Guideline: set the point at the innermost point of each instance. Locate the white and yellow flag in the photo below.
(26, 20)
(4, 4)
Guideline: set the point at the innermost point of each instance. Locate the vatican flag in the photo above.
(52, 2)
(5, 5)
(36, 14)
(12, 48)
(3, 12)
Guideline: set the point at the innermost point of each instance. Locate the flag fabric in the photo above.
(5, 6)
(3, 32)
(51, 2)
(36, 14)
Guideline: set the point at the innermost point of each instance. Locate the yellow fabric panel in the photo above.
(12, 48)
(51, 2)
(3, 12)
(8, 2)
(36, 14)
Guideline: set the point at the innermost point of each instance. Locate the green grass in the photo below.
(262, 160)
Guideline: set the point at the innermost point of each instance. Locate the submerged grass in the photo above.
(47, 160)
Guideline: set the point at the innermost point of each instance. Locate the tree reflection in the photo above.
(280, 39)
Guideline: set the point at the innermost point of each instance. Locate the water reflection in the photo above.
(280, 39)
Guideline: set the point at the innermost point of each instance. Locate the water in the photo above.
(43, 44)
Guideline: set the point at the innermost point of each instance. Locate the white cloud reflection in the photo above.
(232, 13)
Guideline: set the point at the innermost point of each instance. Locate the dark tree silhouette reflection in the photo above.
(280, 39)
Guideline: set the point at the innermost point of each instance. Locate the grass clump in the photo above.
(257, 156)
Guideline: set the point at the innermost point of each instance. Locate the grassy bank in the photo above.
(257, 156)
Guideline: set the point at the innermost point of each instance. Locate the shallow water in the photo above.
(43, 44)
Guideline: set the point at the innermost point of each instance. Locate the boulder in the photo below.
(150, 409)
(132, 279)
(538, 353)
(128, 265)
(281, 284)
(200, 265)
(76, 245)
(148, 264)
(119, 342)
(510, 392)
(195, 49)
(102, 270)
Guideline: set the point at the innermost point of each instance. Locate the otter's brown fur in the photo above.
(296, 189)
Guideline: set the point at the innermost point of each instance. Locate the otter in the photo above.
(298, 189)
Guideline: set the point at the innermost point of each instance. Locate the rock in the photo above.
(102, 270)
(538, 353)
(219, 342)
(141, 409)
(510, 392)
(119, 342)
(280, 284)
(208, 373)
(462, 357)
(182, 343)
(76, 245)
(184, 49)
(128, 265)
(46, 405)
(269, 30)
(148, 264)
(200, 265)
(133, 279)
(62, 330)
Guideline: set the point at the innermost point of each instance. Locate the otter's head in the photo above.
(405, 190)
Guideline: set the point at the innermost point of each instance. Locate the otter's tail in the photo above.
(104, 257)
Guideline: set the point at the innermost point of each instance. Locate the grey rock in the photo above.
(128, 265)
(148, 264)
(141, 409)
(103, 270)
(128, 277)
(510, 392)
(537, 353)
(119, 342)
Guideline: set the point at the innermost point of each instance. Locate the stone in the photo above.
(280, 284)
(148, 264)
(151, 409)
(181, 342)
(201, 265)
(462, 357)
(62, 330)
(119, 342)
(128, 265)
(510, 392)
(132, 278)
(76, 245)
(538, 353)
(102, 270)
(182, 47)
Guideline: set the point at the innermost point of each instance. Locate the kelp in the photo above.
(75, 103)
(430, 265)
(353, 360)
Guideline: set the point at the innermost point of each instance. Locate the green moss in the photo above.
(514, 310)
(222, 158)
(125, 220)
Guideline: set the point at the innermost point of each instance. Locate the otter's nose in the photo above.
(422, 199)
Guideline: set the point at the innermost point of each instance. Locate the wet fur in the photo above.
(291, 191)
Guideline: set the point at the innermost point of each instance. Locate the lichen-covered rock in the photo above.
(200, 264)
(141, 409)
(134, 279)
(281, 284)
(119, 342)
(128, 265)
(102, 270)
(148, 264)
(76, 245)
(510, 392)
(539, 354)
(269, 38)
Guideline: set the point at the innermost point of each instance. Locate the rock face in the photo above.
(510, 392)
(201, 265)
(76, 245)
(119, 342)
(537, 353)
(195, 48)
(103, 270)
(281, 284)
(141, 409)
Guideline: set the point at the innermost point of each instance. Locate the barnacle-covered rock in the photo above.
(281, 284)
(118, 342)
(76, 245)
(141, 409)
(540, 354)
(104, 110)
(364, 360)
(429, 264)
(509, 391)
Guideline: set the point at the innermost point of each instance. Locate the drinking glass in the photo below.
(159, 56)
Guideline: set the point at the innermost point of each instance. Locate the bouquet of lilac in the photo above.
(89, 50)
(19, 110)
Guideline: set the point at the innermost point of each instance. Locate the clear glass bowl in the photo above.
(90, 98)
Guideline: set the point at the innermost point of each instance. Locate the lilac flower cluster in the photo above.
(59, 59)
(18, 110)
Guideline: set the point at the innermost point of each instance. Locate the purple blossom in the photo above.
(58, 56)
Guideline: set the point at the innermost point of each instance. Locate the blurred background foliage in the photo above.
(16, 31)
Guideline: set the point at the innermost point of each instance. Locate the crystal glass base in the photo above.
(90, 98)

▸ **WHAT YOU WILL DO**
Rewrite every one of the lines above, substituting "central" for each occurrence of "innermost" and leaving everything else unchanged.

▸ **OUTPUT FOR THIS TASK**
Guideline: set the point at the central point of each instance. Locate the white and yellow flag in the photo below.
(26, 20)
(4, 4)
Guideline: set the point at the central point of each instance. Locate the vatican flag in the photo above.
(52, 2)
(5, 5)
(36, 14)
(12, 48)
(3, 12)
Guideline: set the point at the central point of each instance. Locate the flag fabric in the photo above.
(5, 6)
(3, 32)
(51, 2)
(36, 14)
Guideline: set the point at the central point of each instance. Locate the yellow fabric panel in the photo above.
(12, 48)
(51, 2)
(3, 12)
(8, 2)
(36, 14)
Guideline: set the point at the central point of each instance. Locate the green grass in the photo below.
(262, 160)
Guideline: set the point at the central point of each instance. Locate the submerged grass in the photo above.
(47, 160)
Guideline: set the point at the central point of each instance. Locate the tree reflection in the photo above.
(280, 39)
Guideline: set the point at the central point of each instance. Locate the water reflection in the photo above.
(280, 39)
Guideline: set the point at the central point of each instance. Locate the water in the photo above.
(43, 44)
Guideline: set the point at the central point of each instance. Locate the white cloud reflection in the photo above.
(232, 13)
Guideline: set the point at the central point of each instance. Locate the dark tree silhouette reflection in the photo above.
(280, 39)
Guideline: set the point at the central point of each instance. Locate the grass clump in the photo above.
(257, 156)
Guideline: set the point at the central point of each instance. Locate the grassy bank in the photo above.
(257, 156)
Guideline: set the point at the central point of each instance. Locate the shallow water in the photo above.
(43, 44)
Guideline: set the point at the central point of each instance. Locate the boulder in the photo below.
(150, 409)
(132, 279)
(538, 353)
(128, 265)
(281, 284)
(200, 265)
(76, 245)
(148, 264)
(119, 342)
(510, 392)
(195, 49)
(102, 270)
Guideline: set the point at the central point of each instance. Locate the otter's brown fur in the photo above.
(296, 189)
Guideline: set the point at the central point of each instance. Locate the otter in the photo above.
(298, 189)
Guideline: set the point at the central point of each instance. Locate the rock in the photo above.
(102, 270)
(538, 353)
(219, 342)
(141, 409)
(510, 392)
(119, 342)
(280, 284)
(208, 373)
(462, 357)
(182, 343)
(76, 245)
(184, 49)
(128, 265)
(46, 405)
(269, 30)
(148, 264)
(200, 265)
(133, 279)
(62, 330)
Guideline: set the point at the central point of each instance. Locate the otter's head in the photo above.
(405, 190)
Guideline: set the point at the central point of each instance. Locate the otter's tail in the photo above.
(104, 257)
Guideline: set the point at the central point of each instance. Locate the grey rock in the photo above.
(128, 265)
(148, 264)
(141, 409)
(103, 270)
(128, 277)
(510, 392)
(537, 353)
(119, 342)
Guideline: set the point at the central point of each instance. Locate the stone in the photo above.
(280, 284)
(148, 264)
(151, 409)
(181, 342)
(201, 265)
(462, 357)
(62, 330)
(119, 342)
(128, 265)
(510, 392)
(132, 278)
(76, 245)
(538, 353)
(102, 270)
(182, 47)
Guideline: set the point at the central point of each instance. Locate the kelp in the photo above.
(75, 103)
(430, 265)
(353, 360)
Guideline: set the point at the central point of each instance. Locate the green moss in the photo above.
(514, 310)
(222, 158)
(125, 220)
Guideline: set the point at the central point of each instance. Locate the otter's nose in the photo above.
(422, 199)
Guideline: set the point at the central point of each instance. Locate the wet fur in the photo above.
(291, 191)
Guideline: set the point at the central point of each instance. Locate the lichen-covered rock in the photo above.
(200, 264)
(141, 409)
(134, 279)
(281, 284)
(119, 342)
(128, 265)
(102, 270)
(148, 264)
(76, 245)
(510, 392)
(539, 354)
(269, 38)
Guideline: set the point at the central point of each instance. Locate the rock face in the photo above.
(510, 392)
(201, 265)
(76, 245)
(119, 342)
(537, 353)
(195, 48)
(103, 270)
(281, 284)
(141, 409)
Guideline: set the point at the central point of each instance. Locate the barnacle-covered rock in the photo above.
(281, 284)
(118, 342)
(76, 245)
(141, 409)
(540, 354)
(104, 110)
(364, 360)
(429, 264)
(509, 391)
Guideline: set the point at the central point of each instance. Locate the drinking glass in the photo below.
(159, 56)
Guideline: set the point at the central point of each instance. Locate the bouquet of lilac in the photo above.
(89, 50)
(19, 110)
Guideline: set the point at the central point of each instance. Locate the clear glass bowl in the photo above.
(90, 98)
Guideline: set the point at the central point of each instance. Locate the lilac flower cluster in the photo above.
(59, 59)
(18, 110)
Guideline: set the point at the central point of each instance. Locate the purple blossom in the photo above.
(58, 56)
Guideline: set the point at the central point of each instance. Locate the blurred background foliage in the photo above.
(16, 31)
Guideline: set the point at the central point of each instance. Locate the crystal glass base in the photo above.
(90, 98)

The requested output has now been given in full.